# DATA SUPPLIED
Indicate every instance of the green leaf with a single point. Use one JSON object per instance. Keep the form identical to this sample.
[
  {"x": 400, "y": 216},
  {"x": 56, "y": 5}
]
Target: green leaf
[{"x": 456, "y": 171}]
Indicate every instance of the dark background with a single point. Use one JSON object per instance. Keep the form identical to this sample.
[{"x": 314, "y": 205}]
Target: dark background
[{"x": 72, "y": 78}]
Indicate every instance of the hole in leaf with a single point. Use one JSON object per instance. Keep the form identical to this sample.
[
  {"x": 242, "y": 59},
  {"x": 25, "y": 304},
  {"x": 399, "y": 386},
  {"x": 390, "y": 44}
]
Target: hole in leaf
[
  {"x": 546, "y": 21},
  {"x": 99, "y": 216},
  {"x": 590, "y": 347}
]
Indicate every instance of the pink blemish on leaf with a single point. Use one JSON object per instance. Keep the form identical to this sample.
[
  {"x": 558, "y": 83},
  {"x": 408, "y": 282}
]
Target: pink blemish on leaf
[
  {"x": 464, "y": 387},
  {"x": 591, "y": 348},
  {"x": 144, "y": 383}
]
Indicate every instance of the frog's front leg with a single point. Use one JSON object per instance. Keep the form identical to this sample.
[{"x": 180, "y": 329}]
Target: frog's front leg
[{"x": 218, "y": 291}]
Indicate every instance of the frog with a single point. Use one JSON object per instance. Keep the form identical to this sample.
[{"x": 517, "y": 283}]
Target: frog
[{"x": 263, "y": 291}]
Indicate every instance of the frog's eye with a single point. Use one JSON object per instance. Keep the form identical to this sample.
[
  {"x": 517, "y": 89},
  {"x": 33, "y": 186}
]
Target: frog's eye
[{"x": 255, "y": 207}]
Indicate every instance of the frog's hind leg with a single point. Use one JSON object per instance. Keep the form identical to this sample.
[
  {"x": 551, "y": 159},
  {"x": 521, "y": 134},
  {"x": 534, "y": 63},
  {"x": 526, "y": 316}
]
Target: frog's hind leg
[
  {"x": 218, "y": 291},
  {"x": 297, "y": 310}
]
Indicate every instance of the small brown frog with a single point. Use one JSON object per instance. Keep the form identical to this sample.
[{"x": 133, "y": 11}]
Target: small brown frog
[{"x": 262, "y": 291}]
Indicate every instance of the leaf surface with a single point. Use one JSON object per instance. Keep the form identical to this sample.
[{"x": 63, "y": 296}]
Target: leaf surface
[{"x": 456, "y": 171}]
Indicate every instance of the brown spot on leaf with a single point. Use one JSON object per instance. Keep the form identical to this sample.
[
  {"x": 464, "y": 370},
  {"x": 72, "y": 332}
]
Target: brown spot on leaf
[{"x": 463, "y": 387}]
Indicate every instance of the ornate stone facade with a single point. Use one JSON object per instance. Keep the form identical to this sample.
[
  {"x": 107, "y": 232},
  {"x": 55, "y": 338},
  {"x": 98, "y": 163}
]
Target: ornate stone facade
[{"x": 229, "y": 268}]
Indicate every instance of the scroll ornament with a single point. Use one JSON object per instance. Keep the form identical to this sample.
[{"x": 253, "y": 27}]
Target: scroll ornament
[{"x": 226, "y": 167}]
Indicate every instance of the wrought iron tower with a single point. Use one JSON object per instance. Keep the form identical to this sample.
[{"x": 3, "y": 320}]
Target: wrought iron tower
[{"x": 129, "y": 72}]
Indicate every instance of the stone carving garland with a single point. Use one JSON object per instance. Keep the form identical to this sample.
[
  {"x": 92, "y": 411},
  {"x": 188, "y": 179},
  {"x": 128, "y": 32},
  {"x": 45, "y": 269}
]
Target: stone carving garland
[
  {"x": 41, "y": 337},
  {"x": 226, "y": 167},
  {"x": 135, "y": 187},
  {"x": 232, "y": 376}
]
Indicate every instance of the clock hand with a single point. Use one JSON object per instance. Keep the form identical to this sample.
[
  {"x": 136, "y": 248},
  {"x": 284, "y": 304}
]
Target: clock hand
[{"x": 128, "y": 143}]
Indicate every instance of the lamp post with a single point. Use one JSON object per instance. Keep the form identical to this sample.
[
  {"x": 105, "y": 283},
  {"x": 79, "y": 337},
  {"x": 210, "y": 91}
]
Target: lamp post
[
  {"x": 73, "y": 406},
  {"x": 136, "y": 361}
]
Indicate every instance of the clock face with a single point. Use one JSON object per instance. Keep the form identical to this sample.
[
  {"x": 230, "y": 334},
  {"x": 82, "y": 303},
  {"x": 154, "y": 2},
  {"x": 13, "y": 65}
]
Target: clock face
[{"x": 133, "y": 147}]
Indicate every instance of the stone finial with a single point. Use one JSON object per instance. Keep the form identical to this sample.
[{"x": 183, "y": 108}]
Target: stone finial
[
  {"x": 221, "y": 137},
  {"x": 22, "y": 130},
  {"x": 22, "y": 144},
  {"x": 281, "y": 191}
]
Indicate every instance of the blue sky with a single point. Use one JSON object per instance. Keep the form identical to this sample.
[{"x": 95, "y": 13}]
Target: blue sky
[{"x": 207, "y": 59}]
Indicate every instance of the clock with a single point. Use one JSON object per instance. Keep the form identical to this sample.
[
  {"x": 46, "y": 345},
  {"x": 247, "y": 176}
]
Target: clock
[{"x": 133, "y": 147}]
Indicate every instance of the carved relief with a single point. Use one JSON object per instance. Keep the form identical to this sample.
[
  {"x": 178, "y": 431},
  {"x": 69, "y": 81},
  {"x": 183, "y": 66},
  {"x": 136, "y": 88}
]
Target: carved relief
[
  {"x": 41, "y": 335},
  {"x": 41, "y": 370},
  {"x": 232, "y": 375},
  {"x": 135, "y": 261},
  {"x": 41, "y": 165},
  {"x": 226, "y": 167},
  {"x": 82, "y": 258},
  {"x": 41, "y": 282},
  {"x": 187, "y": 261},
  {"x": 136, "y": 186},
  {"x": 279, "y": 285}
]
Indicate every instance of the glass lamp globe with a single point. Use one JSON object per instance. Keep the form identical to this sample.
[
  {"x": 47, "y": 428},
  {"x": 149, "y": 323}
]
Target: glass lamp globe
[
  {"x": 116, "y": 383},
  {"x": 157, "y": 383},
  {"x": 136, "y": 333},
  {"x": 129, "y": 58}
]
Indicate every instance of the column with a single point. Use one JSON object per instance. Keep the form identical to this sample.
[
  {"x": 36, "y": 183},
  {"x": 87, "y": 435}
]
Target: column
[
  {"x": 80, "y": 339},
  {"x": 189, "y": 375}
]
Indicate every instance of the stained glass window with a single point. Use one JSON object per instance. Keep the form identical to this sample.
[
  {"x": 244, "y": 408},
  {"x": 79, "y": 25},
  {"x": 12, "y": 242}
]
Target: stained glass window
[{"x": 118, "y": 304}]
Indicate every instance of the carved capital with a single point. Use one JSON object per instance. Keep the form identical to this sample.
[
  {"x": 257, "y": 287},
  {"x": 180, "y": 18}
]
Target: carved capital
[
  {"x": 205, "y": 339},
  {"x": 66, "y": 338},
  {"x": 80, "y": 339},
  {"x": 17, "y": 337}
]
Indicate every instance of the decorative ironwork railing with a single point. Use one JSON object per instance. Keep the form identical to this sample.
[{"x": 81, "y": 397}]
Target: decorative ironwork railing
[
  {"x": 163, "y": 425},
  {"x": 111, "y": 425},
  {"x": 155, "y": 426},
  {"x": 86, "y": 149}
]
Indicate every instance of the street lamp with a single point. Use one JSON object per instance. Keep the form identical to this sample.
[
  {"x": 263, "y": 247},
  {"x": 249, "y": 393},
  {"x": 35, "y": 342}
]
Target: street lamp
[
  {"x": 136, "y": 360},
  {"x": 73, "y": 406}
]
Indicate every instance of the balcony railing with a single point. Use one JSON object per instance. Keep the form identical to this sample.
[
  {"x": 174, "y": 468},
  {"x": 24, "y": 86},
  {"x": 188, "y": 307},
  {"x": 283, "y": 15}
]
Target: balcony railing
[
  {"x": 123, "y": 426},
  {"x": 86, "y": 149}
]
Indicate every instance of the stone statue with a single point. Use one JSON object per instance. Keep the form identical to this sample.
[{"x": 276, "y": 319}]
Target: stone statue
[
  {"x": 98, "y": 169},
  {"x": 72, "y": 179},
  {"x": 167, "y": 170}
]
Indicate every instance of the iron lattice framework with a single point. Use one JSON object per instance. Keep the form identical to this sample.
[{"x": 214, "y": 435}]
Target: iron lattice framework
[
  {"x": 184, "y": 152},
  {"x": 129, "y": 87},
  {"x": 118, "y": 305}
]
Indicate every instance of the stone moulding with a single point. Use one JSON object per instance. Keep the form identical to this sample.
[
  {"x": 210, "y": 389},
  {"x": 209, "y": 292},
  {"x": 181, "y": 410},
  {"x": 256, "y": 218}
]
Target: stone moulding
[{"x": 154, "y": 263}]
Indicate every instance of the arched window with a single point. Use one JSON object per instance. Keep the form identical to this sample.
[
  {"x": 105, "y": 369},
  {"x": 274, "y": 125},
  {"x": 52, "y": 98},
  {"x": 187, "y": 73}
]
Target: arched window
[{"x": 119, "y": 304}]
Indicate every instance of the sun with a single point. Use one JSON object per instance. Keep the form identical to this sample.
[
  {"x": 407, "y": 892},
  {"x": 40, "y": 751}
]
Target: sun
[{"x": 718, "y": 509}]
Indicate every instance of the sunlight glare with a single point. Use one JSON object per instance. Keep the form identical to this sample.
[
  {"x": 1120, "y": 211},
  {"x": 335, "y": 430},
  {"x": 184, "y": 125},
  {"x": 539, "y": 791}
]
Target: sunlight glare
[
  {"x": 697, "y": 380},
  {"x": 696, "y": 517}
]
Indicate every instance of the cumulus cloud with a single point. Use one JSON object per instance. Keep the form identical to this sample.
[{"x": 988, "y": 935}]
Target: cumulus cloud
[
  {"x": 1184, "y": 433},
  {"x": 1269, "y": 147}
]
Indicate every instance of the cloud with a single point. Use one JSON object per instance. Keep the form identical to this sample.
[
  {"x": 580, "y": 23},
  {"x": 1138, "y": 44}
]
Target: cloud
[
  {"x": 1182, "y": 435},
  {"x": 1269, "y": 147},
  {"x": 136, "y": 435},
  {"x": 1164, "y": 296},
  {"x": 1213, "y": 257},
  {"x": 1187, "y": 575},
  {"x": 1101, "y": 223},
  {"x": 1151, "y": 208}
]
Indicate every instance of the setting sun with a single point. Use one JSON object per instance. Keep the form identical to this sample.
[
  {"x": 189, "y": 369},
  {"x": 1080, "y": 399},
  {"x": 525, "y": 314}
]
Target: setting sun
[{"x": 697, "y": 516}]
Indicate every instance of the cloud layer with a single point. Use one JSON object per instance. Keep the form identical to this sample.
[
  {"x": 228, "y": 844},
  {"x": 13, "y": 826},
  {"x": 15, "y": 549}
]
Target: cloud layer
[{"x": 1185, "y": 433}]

# EXERCISE OBJECTIVE
Please give again only the lines from the start of the material through the line holding "Indicate every instance of the dark", exactly as they are written.

# REPLY
Indicate every instance of the green leaf with a single point. Use one JSON object per instance. Keep the form identical to this sample.
[
  {"x": 400, "y": 216},
  {"x": 56, "y": 5}
]
Target: green leaf
[{"x": 456, "y": 171}]
Indicate every instance of the dark background with a single point. Use one JSON object per instance. Keep the form identical to this sample.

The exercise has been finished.